→ **WHAT IS EXPECTED**: Copy the material below, swapping every "Target" for "Object" and leaving everything else as it is.

*** DATA FOR THIS EXERCISE ***

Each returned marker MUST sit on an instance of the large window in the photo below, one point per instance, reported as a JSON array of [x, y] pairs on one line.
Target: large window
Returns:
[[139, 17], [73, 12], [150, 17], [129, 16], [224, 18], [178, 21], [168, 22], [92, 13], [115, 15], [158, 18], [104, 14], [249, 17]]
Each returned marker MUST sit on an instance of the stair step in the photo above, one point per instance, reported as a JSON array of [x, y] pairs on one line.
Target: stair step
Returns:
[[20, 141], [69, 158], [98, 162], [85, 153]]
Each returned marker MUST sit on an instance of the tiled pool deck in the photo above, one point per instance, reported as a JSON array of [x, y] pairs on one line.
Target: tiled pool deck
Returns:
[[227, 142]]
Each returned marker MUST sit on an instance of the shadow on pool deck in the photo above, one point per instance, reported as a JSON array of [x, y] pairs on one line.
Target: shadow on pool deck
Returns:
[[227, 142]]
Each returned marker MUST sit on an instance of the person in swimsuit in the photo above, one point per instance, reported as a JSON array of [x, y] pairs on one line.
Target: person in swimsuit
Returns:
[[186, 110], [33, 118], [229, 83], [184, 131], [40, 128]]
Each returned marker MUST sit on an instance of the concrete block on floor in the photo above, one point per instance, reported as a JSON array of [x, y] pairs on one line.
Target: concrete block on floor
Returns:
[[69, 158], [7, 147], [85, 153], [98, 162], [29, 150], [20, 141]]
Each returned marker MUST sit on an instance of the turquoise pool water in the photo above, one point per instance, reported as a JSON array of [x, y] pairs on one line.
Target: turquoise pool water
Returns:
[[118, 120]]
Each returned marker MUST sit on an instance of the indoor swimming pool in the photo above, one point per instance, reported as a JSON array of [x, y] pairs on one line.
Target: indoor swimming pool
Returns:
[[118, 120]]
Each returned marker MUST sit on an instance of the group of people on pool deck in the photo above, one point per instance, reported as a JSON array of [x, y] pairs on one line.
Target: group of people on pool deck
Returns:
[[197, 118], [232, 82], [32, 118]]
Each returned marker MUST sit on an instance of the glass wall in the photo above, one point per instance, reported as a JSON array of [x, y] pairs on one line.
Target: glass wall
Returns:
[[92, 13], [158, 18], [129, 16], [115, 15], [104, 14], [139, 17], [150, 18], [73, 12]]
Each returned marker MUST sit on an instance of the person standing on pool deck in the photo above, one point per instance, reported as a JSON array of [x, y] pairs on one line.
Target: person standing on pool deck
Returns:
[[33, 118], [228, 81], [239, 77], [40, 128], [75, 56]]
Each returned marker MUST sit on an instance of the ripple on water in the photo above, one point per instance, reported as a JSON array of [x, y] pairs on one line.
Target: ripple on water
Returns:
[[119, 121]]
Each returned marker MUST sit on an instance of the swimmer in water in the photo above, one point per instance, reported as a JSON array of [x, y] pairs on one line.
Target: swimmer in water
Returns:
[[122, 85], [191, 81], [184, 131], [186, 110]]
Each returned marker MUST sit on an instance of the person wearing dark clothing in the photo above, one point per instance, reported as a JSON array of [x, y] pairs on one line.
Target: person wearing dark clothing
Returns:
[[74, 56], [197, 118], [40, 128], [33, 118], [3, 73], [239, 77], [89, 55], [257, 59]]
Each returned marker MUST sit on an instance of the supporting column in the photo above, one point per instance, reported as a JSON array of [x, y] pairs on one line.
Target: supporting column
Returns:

***

→ **RESPONSE TO THE EXERCISE**:
Each returned marker MUST sit on an instance of the large window in the photo below, one point per instance, reported as a JSON array of [x, y] pairs on one line.
Object: large window
Returns:
[[139, 17], [73, 12], [150, 17], [129, 16], [224, 18], [178, 21], [168, 22], [92, 13], [115, 15], [158, 18], [104, 14], [249, 17]]
Each returned marker MUST sit on an instance of the stair step in the photo above, one point per instance, reported as a JSON array of [x, y] pairs on one line.
Object: stair step
Returns:
[[20, 141], [69, 158], [98, 162], [85, 153]]
Each returned marker MUST sit on an instance of the tiled pool deck in the photo above, one point per instance, reported as a JSON array of [x, y] pairs on one line.
Object: tiled pool deck
Returns:
[[227, 142]]
Each returned marker MUST sit on an instance of the shadow on pool deck in the photo above, one point per instance, reported as a JSON array of [x, y] pairs on one line.
Object: shadow on pool deck
Returns:
[[227, 142]]
Each returned marker MUST sit on an instance of the person in swimsuit in the photo above, one point per instance, reported as a JSON array of [x, y] pairs on one line.
Object: person in swimsuit
Returns:
[[186, 110], [33, 118], [229, 83], [184, 131], [40, 128]]
Each returned marker MUST sit on an instance of the concrete block on floor in the photo above, one point per instance, reported as a JSON array of [x, y] pairs on one line.
Object: concrete block on floor
Returns:
[[69, 158], [7, 147], [85, 153], [98, 162], [29, 150], [20, 141]]
Each returned marker MUST sit on an instance of the turquoise pool water in the photo above, one point per instance, reported as a JSON array of [x, y] pairs on one line.
Object: turquoise pool water
Returns:
[[118, 120]]
Each returned marker MUST sit on an instance of the indoor swimming pool in the photo above, one point per instance, reported as a JSON array of [x, y] pairs on one line.
Object: indoor swimming pool
Returns:
[[118, 120]]
Each returned marker MUST sit on an instance of the group of people on pool deck in the photo above, one point per instance, reported as a JSON array of [x, y] pairs on one line.
Object: group of people on pool deck
Returns:
[[197, 118], [232, 82], [32, 118]]
Each returned marker MUST sit on an instance of the glass wall in the photo above, one point per instance, reported as a JSON array of [x, y] pairs on one line.
Object: glass wall
Returns:
[[92, 13], [158, 18], [129, 16], [115, 15], [104, 14], [139, 17], [150, 18], [73, 12]]
Each returned marker MUST sit on an instance of the person standing on pool deck in the photo above, one point per instance, reported as a JSON array of [x, y] pairs on one line.
Object: person standing on pool deck
Returns:
[[33, 118], [228, 81], [239, 77], [40, 128], [75, 56]]
Each returned marker MUST sit on an instance of the ripple on water in the photo above, one point per instance, reported as a JSON array of [x, y] pairs on one line.
Object: ripple on water
Returns:
[[119, 121]]
Each returned marker MUST sit on an instance of the swimmer in water in the photo above, one point per instance, reported as a JSON array of [x, y] pairs on one line.
Object: swimmer in water
Returns:
[[122, 85], [191, 81], [184, 131], [186, 110]]
Each returned marker MUST sit on an instance of the person wearing dark clothing in the photo above, one point per instance, reported as a JSON array of [x, y] pairs on one line.
Object: person wearing dark clothing
Returns:
[[74, 56], [197, 118], [40, 128], [33, 118], [3, 73], [239, 77], [89, 55], [257, 59]]
Each returned marker MUST sit on an instance of the supporting column in the photo above, one point per instance, reported as a JSON array of [x, y] pairs on one line.
Object: supporting column
Returns:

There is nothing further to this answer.